Content starts
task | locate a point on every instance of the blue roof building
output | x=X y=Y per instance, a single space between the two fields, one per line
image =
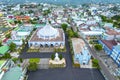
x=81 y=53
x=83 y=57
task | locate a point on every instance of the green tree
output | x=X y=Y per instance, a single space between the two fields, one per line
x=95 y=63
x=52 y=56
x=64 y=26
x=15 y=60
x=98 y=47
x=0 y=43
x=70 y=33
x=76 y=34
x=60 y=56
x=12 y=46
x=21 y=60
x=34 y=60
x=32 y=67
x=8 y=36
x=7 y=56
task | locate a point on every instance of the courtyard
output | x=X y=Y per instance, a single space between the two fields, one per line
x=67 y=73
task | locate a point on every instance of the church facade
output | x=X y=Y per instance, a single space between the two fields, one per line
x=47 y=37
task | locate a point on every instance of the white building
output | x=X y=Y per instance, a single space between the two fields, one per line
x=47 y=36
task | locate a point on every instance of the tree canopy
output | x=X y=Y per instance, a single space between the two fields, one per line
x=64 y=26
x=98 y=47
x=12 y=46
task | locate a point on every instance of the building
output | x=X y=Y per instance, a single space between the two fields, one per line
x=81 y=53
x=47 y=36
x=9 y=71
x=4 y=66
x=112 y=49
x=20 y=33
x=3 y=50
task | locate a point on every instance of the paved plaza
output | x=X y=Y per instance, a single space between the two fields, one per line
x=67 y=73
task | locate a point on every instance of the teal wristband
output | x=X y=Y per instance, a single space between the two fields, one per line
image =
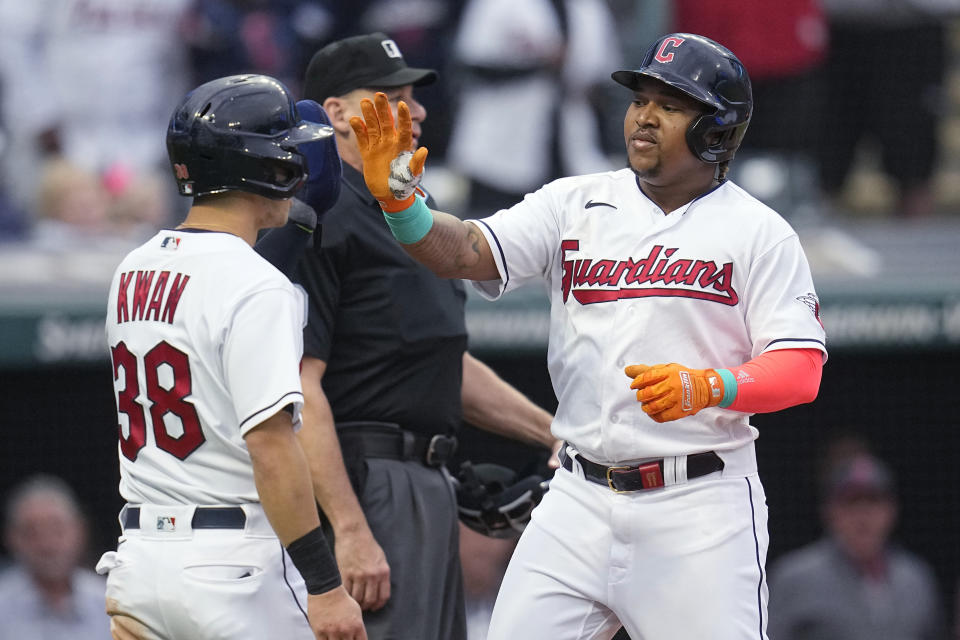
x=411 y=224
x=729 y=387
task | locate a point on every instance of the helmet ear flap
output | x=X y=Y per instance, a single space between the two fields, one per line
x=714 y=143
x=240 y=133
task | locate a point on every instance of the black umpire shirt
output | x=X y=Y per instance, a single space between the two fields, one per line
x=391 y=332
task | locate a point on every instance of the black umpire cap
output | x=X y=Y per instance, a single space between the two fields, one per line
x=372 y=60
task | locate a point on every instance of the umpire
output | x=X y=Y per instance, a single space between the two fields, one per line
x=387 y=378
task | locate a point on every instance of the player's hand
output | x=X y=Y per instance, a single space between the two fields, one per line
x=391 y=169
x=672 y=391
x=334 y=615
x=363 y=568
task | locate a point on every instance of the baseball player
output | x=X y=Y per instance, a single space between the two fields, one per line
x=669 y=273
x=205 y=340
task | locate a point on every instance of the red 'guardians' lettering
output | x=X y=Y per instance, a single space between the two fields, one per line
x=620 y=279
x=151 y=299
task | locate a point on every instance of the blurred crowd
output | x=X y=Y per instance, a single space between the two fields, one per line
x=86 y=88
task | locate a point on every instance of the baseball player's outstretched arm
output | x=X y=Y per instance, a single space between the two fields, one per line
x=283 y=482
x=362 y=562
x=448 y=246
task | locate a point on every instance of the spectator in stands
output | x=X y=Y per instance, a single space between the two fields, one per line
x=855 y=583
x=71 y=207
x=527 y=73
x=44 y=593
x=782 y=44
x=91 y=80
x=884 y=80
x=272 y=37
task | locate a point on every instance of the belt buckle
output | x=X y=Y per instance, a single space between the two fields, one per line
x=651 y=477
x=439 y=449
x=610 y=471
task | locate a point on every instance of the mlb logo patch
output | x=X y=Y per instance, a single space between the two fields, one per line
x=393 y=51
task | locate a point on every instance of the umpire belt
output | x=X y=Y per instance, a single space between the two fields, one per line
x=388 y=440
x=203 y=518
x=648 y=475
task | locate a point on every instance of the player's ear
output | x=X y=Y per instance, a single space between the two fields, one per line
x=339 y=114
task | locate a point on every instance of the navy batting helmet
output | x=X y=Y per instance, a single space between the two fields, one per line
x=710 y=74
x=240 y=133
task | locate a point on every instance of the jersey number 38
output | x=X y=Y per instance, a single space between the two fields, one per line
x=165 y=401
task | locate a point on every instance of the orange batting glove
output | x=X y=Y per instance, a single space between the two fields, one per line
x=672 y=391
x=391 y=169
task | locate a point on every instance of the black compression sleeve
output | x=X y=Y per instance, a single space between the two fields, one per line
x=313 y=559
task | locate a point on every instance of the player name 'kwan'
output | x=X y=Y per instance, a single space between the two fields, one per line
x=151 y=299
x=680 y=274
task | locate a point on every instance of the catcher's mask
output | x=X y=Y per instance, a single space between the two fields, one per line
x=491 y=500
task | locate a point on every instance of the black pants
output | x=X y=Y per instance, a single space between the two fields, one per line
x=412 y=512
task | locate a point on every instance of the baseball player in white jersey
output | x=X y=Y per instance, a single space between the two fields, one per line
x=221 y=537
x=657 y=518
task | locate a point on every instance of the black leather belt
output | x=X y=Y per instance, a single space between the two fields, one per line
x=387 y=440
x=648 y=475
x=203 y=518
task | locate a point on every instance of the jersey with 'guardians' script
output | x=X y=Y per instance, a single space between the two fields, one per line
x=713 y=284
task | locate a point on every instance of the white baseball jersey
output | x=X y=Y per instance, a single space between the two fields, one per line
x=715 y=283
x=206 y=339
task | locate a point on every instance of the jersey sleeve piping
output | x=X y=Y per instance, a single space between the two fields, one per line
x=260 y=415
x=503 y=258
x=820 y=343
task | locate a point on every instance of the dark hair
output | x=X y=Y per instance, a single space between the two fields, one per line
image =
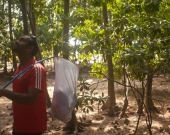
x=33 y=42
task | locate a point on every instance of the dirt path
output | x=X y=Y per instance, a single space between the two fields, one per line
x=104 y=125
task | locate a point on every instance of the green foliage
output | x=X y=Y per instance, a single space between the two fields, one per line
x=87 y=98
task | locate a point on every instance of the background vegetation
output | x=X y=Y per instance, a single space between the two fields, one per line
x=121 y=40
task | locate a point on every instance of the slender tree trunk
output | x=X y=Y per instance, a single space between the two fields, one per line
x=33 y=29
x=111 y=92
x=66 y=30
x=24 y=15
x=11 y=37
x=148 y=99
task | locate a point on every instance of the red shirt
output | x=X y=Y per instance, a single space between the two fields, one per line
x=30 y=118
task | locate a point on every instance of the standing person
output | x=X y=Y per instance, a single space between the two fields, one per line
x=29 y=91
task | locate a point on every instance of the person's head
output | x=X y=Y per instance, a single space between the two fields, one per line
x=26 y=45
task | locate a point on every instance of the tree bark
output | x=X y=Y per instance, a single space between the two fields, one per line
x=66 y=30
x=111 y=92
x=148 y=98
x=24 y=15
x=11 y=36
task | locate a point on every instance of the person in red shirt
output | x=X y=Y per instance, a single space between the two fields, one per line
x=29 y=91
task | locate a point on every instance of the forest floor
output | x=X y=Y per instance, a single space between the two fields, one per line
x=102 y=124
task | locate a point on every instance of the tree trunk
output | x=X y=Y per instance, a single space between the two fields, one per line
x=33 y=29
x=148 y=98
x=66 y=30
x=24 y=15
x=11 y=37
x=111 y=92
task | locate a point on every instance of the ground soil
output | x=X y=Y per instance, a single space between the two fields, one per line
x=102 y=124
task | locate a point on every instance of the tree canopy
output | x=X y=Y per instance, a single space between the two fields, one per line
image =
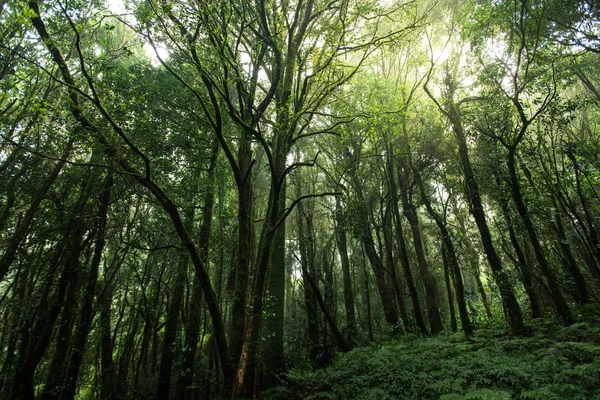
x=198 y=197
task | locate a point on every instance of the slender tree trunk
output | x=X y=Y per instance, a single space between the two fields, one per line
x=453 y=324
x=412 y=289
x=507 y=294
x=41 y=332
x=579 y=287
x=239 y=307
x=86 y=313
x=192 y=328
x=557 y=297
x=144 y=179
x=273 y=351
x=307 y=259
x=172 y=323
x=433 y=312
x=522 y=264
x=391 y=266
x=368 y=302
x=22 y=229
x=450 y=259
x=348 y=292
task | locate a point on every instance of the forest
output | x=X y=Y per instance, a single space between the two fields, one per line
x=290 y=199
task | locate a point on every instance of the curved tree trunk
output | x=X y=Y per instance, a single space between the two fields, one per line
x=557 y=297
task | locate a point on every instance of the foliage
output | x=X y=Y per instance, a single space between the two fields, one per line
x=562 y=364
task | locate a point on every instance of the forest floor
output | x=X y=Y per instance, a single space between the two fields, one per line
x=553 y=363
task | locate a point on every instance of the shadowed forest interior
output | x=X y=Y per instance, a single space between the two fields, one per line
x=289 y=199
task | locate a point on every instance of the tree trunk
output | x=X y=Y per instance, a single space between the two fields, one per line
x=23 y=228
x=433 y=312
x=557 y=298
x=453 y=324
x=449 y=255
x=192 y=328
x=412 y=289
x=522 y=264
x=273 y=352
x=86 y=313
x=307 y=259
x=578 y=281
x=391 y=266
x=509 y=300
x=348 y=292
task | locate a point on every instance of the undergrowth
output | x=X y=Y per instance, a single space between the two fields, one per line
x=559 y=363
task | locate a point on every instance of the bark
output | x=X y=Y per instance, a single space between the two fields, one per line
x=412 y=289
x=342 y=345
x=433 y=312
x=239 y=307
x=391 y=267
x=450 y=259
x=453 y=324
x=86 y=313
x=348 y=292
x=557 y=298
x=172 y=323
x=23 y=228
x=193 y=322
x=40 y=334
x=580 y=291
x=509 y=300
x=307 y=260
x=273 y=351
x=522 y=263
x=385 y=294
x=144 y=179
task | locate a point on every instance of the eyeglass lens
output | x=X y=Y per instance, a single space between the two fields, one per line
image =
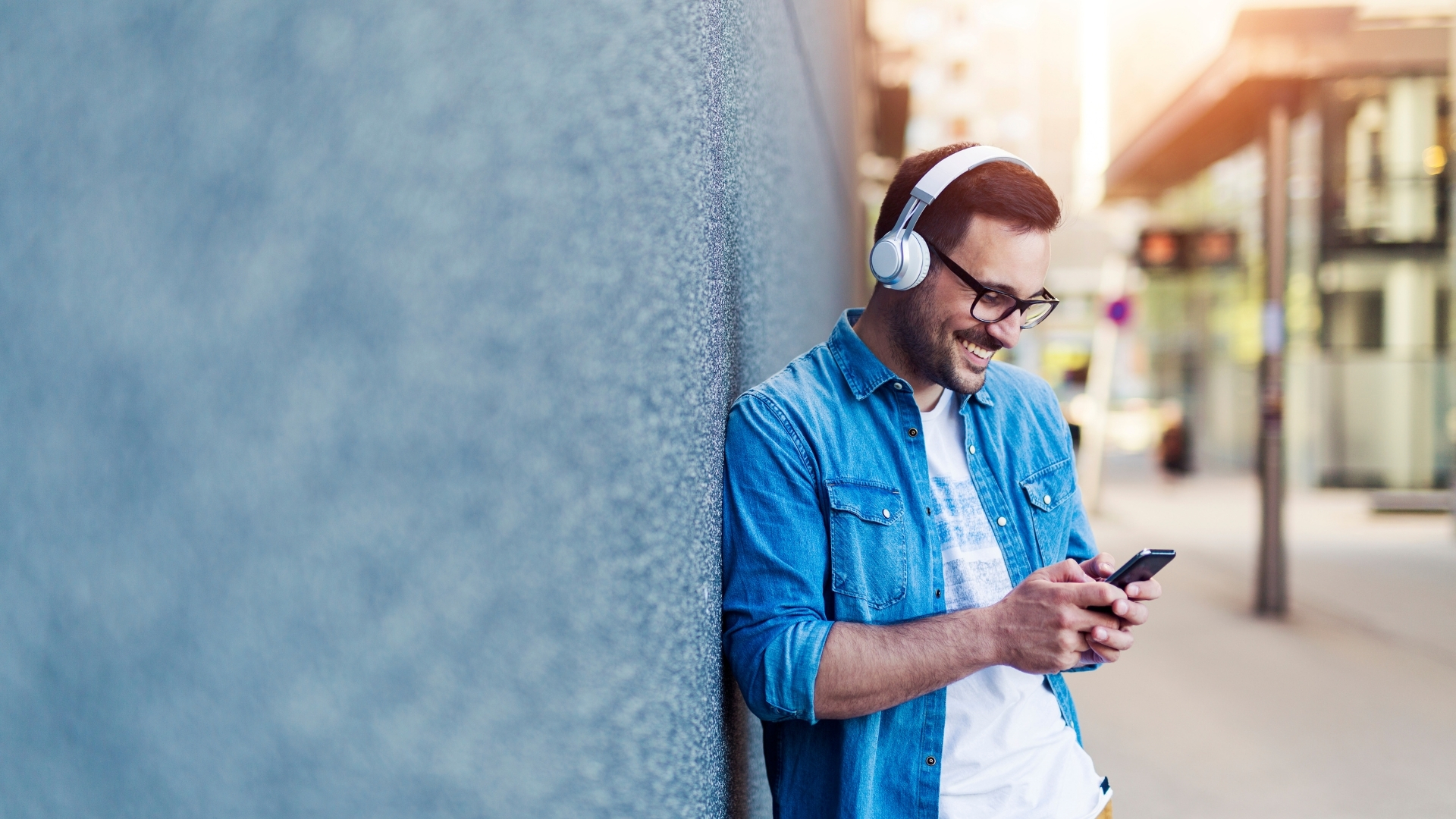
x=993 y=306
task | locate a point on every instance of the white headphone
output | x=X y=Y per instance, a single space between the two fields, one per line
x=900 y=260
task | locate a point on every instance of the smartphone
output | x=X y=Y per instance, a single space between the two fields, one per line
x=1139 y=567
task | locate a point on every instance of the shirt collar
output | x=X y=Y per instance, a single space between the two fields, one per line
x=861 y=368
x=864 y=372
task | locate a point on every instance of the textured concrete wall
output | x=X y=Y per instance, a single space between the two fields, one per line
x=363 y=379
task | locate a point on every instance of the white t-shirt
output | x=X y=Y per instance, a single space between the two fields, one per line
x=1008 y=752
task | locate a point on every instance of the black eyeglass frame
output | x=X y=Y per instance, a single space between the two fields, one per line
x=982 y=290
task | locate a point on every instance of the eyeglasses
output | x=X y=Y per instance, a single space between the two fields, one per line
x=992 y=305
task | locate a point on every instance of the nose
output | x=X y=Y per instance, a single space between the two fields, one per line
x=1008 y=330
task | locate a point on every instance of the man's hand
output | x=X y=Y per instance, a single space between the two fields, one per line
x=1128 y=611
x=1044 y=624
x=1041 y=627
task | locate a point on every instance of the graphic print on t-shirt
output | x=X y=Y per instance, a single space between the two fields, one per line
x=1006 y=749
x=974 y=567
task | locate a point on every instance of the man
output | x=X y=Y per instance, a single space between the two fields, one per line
Content ends
What the task requires:
Copy out only the lines above from the one with "red 'guardians' lettering" to the one with "task | locate a point on every instance of the mlb", inclusive, exactly as they stand.

Answer below:
task | locate a point on every instance of the red 'guardians' lettering
output | x=X y=Y per instance, a single space between the two fields, one per line
x=620 y=279
x=151 y=299
task | locate a point on every instance of the blurred crowd
output | x=X y=Y per instance, a single space between the two fields, one per line
x=86 y=88
task | locate a point on every instance of the baseball player's outstretched arm
output | x=X y=Y per instance, a single space between the two fields, one per line
x=283 y=482
x=362 y=562
x=448 y=246
task | locate a point on every instance of the spectator in stands
output | x=X y=Y per instance, a single space between the two fields, one per line
x=855 y=583
x=71 y=207
x=527 y=73
x=44 y=593
x=782 y=44
x=91 y=80
x=884 y=80
x=272 y=37
task | locate a point on every instance of the belt buckle
output | x=X y=Y per instance, a single space between the two fields, one per line
x=651 y=477
x=439 y=449
x=610 y=471
task | locate a point on every instance of the mlb logo patch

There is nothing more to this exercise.